**Set task 1**
In the mailing-list post about reading from the nearest slave, how close must a server's ping be to the fastest server's ping under the metric described?

**Given text**
[RFC] SERVER-3062 Read from nearest slave

67 views
Skip to first unread message

Pierre Ynard

unread,
Apr 3, 2012, 10:56:31 AM4/3/12
to mongo...@googlegroups.com
Hello,

This patch changes the way that mongos chooses slaves among a replica
set. It uses the ping statistics that the replica set monitor maintains
to read only from the nearest slaves. This is especially useful in
configurations where a cluster is spread across several datacenters.

As it is, this patch is probably incomplete. This significantly changes
the default behavior, so a configuration option or a protocol parameter
to enable/disable it is probably needed. The metric here checks if the
ping of a server is within 20% of the ping of the fastest server, but
that threshold could be made configurable and/or another metric could be
used altogether.

This addresses SERVER-3062. We're looking forward to seeing what
direction the implementation of this feature can take.


diff --git a/src/mongo/client/dbclient_rs.cpp b/src/mongo/client/dbclient_rs.cpp
index d4dfee2..8b11983 100644
--- a/src/mongo/client/dbclient_rs.cpp
+++ b/src/mongo/client/dbclient_rs.cpp
@@ -226,6 +226,14 @@ namespace mongo {



+ bool ReplicaSetMonitor::Node::isNearerThan( const Node &other ) const {
+ if ( pingTimeMillis >= other.pingTimeMillis )
+ return false;
+
+ // TODO: make threshold configurable
+ return ( pingTimeMillis / ( other.pingTimeMillis - pingTimeMillis ) < 5 );
+ }
+
HostAndPort ReplicaSetMonitor::getMaster() {
{
scoped_lock lk( _lock );
@@ -244,6 +252,7 @@ namespace mongo {
// make sure its valid

bool wasFound = false;
+ bool wasTooFar = false;
bool wasMaster = false;

// This is always true, since checked in port()
@@ -257,7 +266,18 @@ namespace mongo {
wasFound = true;

if ( _nodes[i].okForSecondaryQueries() )
- return prev;
+ {
+ // TODO: make this behavior configurable
+ for ( unsigned ii=0; ii<_nodes.size(); ii++ ) {
+ if ( ii != i && _nodes[ii].okForSecondaryQueries() && _nodes[ii].isNearerThan( _nodes[i] ) )
+ {
+ wasTooFar = true;
+ break;
+ }
+ }
+ if ( ! wasTooFar )

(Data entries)

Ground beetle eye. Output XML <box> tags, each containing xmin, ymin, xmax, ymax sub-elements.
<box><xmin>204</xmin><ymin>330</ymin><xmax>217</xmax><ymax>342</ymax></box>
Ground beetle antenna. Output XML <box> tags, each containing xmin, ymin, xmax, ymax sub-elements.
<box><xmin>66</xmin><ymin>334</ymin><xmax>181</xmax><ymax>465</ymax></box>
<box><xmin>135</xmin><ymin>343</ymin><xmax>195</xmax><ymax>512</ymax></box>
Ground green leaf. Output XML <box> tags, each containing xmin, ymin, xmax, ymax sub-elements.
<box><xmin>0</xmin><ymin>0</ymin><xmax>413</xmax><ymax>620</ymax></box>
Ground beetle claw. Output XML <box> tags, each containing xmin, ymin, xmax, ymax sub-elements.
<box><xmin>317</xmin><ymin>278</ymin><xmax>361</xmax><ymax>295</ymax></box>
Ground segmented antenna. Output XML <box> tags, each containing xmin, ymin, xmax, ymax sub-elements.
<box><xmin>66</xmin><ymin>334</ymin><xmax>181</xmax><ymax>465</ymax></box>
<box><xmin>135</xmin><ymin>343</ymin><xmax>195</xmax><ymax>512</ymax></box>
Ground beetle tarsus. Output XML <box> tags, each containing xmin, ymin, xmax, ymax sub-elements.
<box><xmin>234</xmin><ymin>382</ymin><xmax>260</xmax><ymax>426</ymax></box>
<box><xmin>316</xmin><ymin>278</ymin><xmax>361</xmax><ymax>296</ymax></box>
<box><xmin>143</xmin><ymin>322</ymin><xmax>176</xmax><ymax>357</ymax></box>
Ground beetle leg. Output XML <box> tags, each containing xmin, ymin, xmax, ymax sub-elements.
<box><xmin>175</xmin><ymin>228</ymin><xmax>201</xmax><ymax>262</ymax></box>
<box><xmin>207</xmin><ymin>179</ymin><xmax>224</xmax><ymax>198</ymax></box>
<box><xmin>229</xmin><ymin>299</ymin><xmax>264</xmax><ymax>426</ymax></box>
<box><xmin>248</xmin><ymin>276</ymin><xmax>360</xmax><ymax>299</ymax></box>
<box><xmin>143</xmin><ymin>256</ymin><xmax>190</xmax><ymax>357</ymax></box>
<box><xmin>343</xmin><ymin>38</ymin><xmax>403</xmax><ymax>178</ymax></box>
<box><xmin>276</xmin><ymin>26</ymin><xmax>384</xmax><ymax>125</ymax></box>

**Set task 2**
Locate each line in the rows above that contains the string "Output", and copy those lines.

**Reply 1**
Within 20% of the ping of the fastest server.

**Reply 2**
Ground beetle eye. Output XML <box> tags, each containing xmin, ymin, xmax, ymax sub-elements.
Ground beetle antenna. Output XML <box> tags, each containing xmin, ymin, xmax, ymax sub-elements.
Ground green leaf. Output XML <box> tags, each containing xmin, ymin, xmax, ymax sub-elements.
Ground beetle claw. Output XML <box> tags, each containing xmin, ymin, xmax, ymax sub-elements.
Ground segmented antenna. Output XML <box> tags, each containing xmin, ymin, xmax, ymax sub-elements.
Ground beetle tarsus. Output XML <box> tags, each containing xmin, ymin, xmax, ymax sub-elements.
Ground beetle leg. Output XML <box> tags, each containing xmin, ymin, xmax, ymax sub-elements.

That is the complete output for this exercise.